### TASK PROMPT
Print the listing below a second time, exactly, and omit its images.

### EXERCISE INPUTS
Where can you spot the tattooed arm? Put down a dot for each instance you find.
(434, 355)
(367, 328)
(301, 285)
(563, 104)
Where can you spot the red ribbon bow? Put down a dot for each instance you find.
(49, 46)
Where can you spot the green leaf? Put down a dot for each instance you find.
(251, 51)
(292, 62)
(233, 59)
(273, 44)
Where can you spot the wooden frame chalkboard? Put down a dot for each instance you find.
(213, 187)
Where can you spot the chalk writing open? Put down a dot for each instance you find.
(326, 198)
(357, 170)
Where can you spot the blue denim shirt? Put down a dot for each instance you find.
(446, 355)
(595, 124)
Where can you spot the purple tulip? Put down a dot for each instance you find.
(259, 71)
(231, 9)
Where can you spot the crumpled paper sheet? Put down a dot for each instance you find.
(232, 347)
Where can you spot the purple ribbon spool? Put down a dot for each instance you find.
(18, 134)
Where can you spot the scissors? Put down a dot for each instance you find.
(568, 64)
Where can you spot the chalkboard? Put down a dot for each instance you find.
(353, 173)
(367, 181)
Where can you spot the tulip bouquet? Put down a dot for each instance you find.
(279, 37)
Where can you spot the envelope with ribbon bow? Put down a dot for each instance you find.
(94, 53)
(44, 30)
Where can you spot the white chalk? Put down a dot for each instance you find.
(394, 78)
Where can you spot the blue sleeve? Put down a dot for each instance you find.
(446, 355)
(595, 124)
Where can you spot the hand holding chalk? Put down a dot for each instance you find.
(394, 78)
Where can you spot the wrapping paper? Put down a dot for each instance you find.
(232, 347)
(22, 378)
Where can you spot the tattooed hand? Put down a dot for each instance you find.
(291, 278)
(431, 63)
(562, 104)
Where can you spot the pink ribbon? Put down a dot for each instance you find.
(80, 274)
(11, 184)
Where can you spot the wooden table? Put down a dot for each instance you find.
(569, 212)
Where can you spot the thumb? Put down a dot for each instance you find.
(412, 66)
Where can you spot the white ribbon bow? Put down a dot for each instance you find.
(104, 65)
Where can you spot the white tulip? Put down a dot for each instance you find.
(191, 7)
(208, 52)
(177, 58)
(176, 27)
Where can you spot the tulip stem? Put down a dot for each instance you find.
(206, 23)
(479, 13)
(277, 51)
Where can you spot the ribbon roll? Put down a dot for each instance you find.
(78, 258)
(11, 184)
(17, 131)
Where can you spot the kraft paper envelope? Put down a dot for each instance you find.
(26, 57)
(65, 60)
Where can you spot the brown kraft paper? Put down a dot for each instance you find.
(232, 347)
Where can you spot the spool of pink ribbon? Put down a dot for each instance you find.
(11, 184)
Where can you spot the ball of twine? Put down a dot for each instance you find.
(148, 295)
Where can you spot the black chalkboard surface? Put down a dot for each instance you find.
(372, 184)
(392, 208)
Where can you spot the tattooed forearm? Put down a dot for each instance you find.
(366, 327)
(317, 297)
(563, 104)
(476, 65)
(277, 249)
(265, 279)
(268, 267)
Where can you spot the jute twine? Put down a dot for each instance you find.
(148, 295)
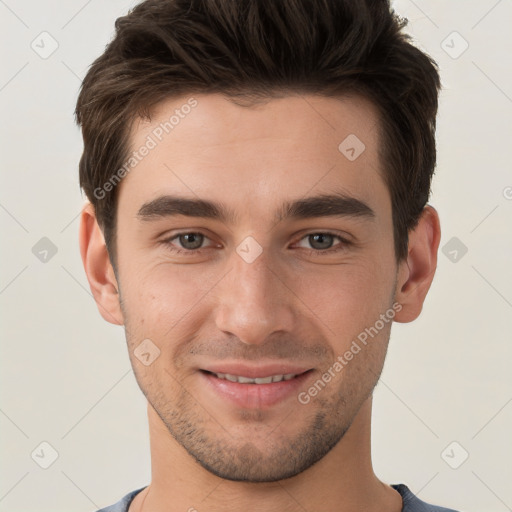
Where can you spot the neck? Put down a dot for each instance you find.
(342, 481)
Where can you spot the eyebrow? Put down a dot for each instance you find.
(324, 205)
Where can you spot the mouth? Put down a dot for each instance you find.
(257, 380)
(255, 388)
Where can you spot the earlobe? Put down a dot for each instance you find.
(417, 271)
(98, 268)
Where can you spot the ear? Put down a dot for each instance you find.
(98, 268)
(416, 272)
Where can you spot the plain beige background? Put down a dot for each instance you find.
(65, 374)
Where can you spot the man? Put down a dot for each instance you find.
(258, 173)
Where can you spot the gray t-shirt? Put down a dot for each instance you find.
(410, 501)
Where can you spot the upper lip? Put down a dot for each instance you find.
(254, 372)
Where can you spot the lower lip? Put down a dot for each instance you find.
(255, 396)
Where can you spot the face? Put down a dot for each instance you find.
(251, 245)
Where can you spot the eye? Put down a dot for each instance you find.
(189, 242)
(323, 242)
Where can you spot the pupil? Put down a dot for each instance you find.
(191, 240)
(321, 241)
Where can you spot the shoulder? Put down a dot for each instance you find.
(123, 504)
(411, 503)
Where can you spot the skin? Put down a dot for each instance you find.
(288, 304)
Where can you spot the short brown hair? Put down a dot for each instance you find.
(261, 49)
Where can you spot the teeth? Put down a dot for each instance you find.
(257, 380)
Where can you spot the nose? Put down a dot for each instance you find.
(254, 300)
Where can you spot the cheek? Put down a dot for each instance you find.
(348, 298)
(158, 298)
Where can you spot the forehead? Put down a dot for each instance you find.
(254, 157)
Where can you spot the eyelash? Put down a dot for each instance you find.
(314, 252)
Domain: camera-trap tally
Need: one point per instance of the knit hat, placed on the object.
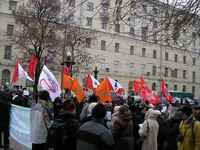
(99, 111)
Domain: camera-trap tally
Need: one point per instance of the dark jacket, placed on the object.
(93, 135)
(122, 130)
(66, 126)
(5, 106)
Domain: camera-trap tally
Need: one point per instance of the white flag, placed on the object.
(23, 74)
(47, 81)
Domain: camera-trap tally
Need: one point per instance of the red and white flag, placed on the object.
(19, 73)
(91, 82)
(32, 66)
(48, 81)
(117, 87)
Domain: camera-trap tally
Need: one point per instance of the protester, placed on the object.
(149, 130)
(86, 112)
(57, 105)
(172, 132)
(189, 138)
(93, 135)
(122, 128)
(5, 106)
(66, 126)
(40, 122)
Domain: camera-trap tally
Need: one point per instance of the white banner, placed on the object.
(20, 125)
(47, 81)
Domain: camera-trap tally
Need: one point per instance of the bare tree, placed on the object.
(36, 20)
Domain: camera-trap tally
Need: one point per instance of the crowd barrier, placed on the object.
(20, 125)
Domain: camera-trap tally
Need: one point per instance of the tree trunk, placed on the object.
(37, 75)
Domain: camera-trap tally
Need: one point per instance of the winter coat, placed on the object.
(66, 126)
(190, 135)
(149, 130)
(40, 122)
(93, 135)
(122, 130)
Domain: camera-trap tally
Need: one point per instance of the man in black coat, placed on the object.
(5, 105)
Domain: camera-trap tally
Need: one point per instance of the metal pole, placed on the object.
(63, 56)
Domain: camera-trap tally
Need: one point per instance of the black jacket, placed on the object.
(65, 127)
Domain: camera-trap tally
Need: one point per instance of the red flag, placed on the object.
(163, 88)
(32, 66)
(15, 73)
(136, 86)
(66, 70)
(104, 91)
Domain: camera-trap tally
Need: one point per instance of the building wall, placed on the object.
(122, 66)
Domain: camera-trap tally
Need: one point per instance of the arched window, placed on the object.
(5, 76)
(153, 86)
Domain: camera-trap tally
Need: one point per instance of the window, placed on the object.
(166, 56)
(194, 61)
(90, 6)
(154, 70)
(88, 42)
(103, 45)
(104, 24)
(131, 50)
(184, 74)
(89, 21)
(166, 72)
(144, 8)
(72, 3)
(184, 59)
(117, 27)
(12, 5)
(116, 47)
(155, 24)
(154, 54)
(155, 38)
(8, 51)
(5, 76)
(175, 58)
(10, 29)
(132, 31)
(143, 52)
(175, 73)
(175, 87)
(184, 88)
(193, 76)
(144, 33)
(153, 86)
(193, 90)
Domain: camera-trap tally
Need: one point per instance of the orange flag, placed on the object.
(78, 91)
(67, 81)
(104, 91)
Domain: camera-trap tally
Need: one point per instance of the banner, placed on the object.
(48, 81)
(20, 125)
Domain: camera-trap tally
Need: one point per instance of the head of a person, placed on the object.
(99, 111)
(44, 95)
(154, 114)
(125, 113)
(196, 109)
(186, 112)
(92, 98)
(69, 106)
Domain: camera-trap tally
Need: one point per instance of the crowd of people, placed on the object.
(125, 125)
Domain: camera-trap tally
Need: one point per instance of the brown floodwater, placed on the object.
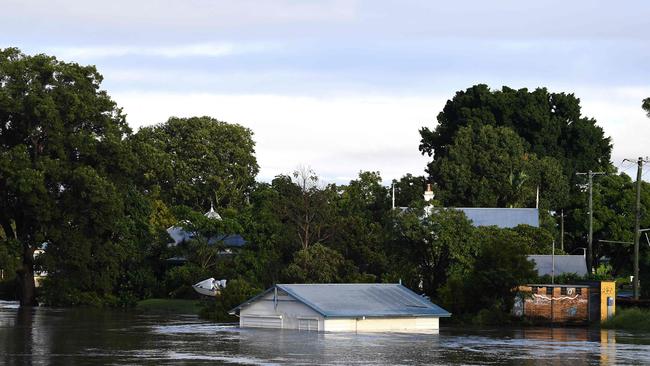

### RESULT FOR THIS EXERCISE
Where can you spot the tattooed arm? Put down a dot for each instance you find.
(434, 355)
(367, 328)
(301, 285)
(563, 104)
Where can you spot the red ribbon bow? Put down a dot for each instance you find.
(49, 46)
Where can you spot the green leaf? Put down a dot for each instance you find.
(251, 51)
(292, 62)
(233, 59)
(273, 44)
Where can you spot the wooden frame chalkboard? Put down a dot for each instance you find.
(213, 187)
Where can you spot the chalk writing open? Put down a dot for each instance you find.
(326, 198)
(357, 170)
Where can you spot the blue denim shirt? Put down a dot for each instance you find.
(446, 355)
(595, 124)
Where can you spot the purple tulip? Put down a dot for each instance you find.
(259, 71)
(231, 9)
Where can you spot the crumpled paper sheet? Put down a dot for each instance you find.
(232, 347)
Where can you spot the purple ribbon spool? Put down a dot for each instance you find.
(18, 134)
Where can you spot the scissors? Put down a dot for each instance you find.
(568, 64)
Where can you spot the chalkboard? Put down a dot for each instance you find.
(353, 173)
(367, 181)
Where can you spot the tulip bouquet? Put down a dot for each instance you find.
(279, 37)
Where can you spot the envelope with ribbon bow? Put down a dot for each instance you find.
(94, 53)
(44, 30)
Where can you spot the white chalk? Put down a dot for each instance you find.
(394, 78)
Where can you spot the blue sleeve? Put down a dot for each instance you find.
(446, 355)
(595, 124)
Where can you spot the hand holding chalk? Put down a dot for each instance you find.
(394, 78)
Where can you spot the wrapping paper? Put down a dot for each instance you find.
(232, 347)
(22, 378)
Where can you spot the tattooed hand? Put down a dot for each instance you find.
(291, 278)
(431, 63)
(562, 104)
Where can you spot the pink ribbon? Put down a dot for each instance you find.
(80, 274)
(11, 184)
Where can you spot the wooden table? Put down a dot for each instance you find.
(569, 212)
Where can you spot the thumb? Put down a dot for each instance you find.
(412, 66)
Where can you spot the white ribbon bow? Put down a dot for each instance you find.
(104, 65)
Where can you spot the white tulip? Put down a dot for each instance you find.
(191, 7)
(208, 52)
(177, 58)
(176, 27)
Where can you spot the tulip stem? Put down a dot for each instance you find.
(206, 23)
(479, 13)
(277, 51)
Where can you spot the ribbon roll? Put down a dot for each instance you find.
(78, 258)
(11, 184)
(17, 131)
Where can you spot the kraft paper envelope? Put down a dot for each instance you find.
(26, 57)
(65, 60)
Where can you spot the brown kraft paper? Put down a dot for each instance you find.
(232, 347)
Where can you spot the spool of pink ribbon? Put down a dot for each instance you find.
(11, 184)
Where can you spot the ball of twine? Put down a dot for each instance you find.
(148, 295)
Where can you spot the black chalkboard surface? Put down a dot for each instance you find.
(372, 184)
(392, 208)
Where can you spot the tattooed forearm? Put down a dot for each instance you find.
(366, 327)
(317, 297)
(563, 104)
(476, 65)
(277, 249)
(265, 279)
(268, 267)
Where can you spot the jute twine? Put down a dot for each instance you find.
(148, 295)
Where can you spot the neck? Put down a dot for each instance you find.
(342, 481)
Where can you spot the eyebrow? Put down a dot for each instance you find.
(324, 205)
Where can you spot the mouth? Put down a dot for each instance you find.
(257, 380)
(255, 388)
Where can you spot the earlobe? Put down a dot for each instance you find.
(417, 271)
(98, 268)
Where can you spot the ear? Put down a dot for each instance you find.
(98, 268)
(416, 272)
Where can you spot the plain beige background? Put down a dot for each instance you find.
(65, 374)
Where can you spot the man? Put down a dot for each instance you find.
(258, 173)
Where can you spot the gray t-shirt? Put down a dot for each instance you find.
(410, 501)
Where can you spot the upper lip? Put down a dot for each instance you find.
(254, 372)
Where can you spot the lower lip? Put down a dot for each instance you find.
(255, 396)
Where can you spot the face? Put down a dot for each instance you find.
(251, 245)
Where can you spot the eye? Put down a dot for each instance you find.
(189, 242)
(323, 242)
Where can you spot the pupil? Put down a dot for each instance you find.
(191, 240)
(321, 241)
Where can you spot the shoulder? Put down a dot for each instance you find.
(123, 504)
(411, 503)
Where can you spot the skin? Put down a dot for each instance you find.
(288, 304)
Where can you spot the short brown hair? Put down a dot for each instance you find.
(261, 49)
Where can you spot the teeth? Put down a dot for each instance you find.
(257, 380)
Where can you spot the nose? Put down a dot for each instance you find.
(254, 300)
Where can you spot the cheek? Put down a dot for each instance you find.
(348, 298)
(158, 298)
Where can you spot the forehead? Put down a dot for each instance you find.
(254, 157)
Where can you spot the eyelash? Put down a dot for each instance you find.
(314, 252)
Domain: camera-trap tally
Need: one point per instance of the knit hat, placed on the object.
(99, 111)
Domain: camera-trap tally
Need: one point per instance of the dark jacket, placed on the object.
(93, 135)
(122, 130)
(66, 126)
(5, 106)
Domain: camera-trap tally
Need: one point per instance of the white flag, placed on the object.
(23, 74)
(47, 81)
Domain: camera-trap tally
Need: one point per instance of the red and white flag, placed on the object.
(19, 73)
(91, 82)
(32, 66)
(48, 81)
(117, 87)
Domain: camera-trap tally
Need: one point per instance of the protester, placed on the object.
(149, 130)
(86, 112)
(57, 105)
(172, 132)
(189, 138)
(93, 135)
(122, 128)
(5, 106)
(66, 126)
(40, 122)
Domain: camera-trap tally
Need: one point per instance of the white banner, placed on the object.
(20, 125)
(47, 81)
Domain: camera-trap tally
Need: one point per instance of the bare tree, placed on the object.
(36, 20)
Domain: camera-trap tally
Need: one point per instance of the crowd barrier, placed on the object.
(20, 125)
Domain: camera-trap tally
Need: one point per instance of the tree trunk, placed on the object.
(37, 75)
Domain: camera-trap tally
Need: one point per instance of the winter coat, placed on the object.
(66, 126)
(190, 135)
(149, 130)
(40, 122)
(93, 135)
(122, 130)
Domain: camera-trap tally
Need: one point per instance of the man in black coat, placed on the object.
(5, 105)
Domain: camera-trap tally
Need: one point per instance of the metal pole, placed on the object.
(63, 56)
Domain: camera-trap tally
Need: one point per instance of the black jacket, placed on the object.
(65, 127)
Domain: camera-trap tally
Need: one point per instance of the red flag, placed on the object.
(163, 88)
(32, 66)
(15, 73)
(136, 86)
(66, 70)
(104, 91)
Domain: camera-trap tally
Need: one point per instance of the building wall, placed on the object.
(122, 66)
Domain: camera-trap tally
Need: one point per instance of the arched window, placed on the object.
(5, 76)
(153, 86)
Domain: camera-trap tally
Need: one point per instance of the window, placed on the object.
(166, 56)
(194, 61)
(90, 6)
(154, 70)
(88, 42)
(103, 45)
(104, 24)
(131, 50)
(184, 74)
(89, 21)
(166, 72)
(144, 8)
(72, 3)
(184, 59)
(117, 27)
(12, 5)
(116, 47)
(155, 24)
(154, 54)
(155, 38)
(8, 51)
(5, 76)
(175, 58)
(10, 29)
(132, 31)
(143, 52)
(175, 73)
(175, 87)
(184, 88)
(193, 76)
(144, 33)
(153, 86)
(193, 90)
Domain: camera-trap tally
Need: one point per instance of the orange flag, placed on the object.
(78, 91)
(67, 81)
(104, 91)
Domain: camera-trap tally
Need: one point per instance of the banner, placed on the object.
(48, 81)
(20, 125)
Domain: camera-trap tally
Need: one point per instance of the head of a person, placed on the object.
(99, 111)
(44, 95)
(154, 114)
(125, 113)
(196, 109)
(186, 112)
(92, 98)
(69, 106)
Domain: camera-trap tally
Need: one point per instance of the crowd of people, placed on the object.
(125, 125)
Domain: camera-trap tally
Need: one point per instance of the brown floodwater, placed on the object.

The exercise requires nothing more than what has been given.